◆ Request
Can you reproduce every one of the entries below word for word, leaving out the pictures?
-- BEGIN Provided material --
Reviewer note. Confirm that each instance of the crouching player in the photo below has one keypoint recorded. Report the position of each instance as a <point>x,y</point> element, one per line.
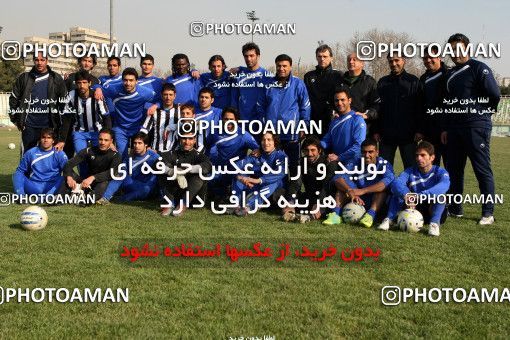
<point>222,147</point>
<point>184,185</point>
<point>40,169</point>
<point>100,160</point>
<point>138,185</point>
<point>269,174</point>
<point>315,181</point>
<point>367,188</point>
<point>426,179</point>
-- END Provided material --
◆ Output of the task
Reviewer note. Confirm that each instance of the crouching player in the photo below has one keypoint recorded. Report the position of each instance as a <point>x,y</point> element, one per line.
<point>222,147</point>
<point>184,185</point>
<point>40,169</point>
<point>100,160</point>
<point>138,185</point>
<point>269,174</point>
<point>315,181</point>
<point>367,188</point>
<point>426,179</point>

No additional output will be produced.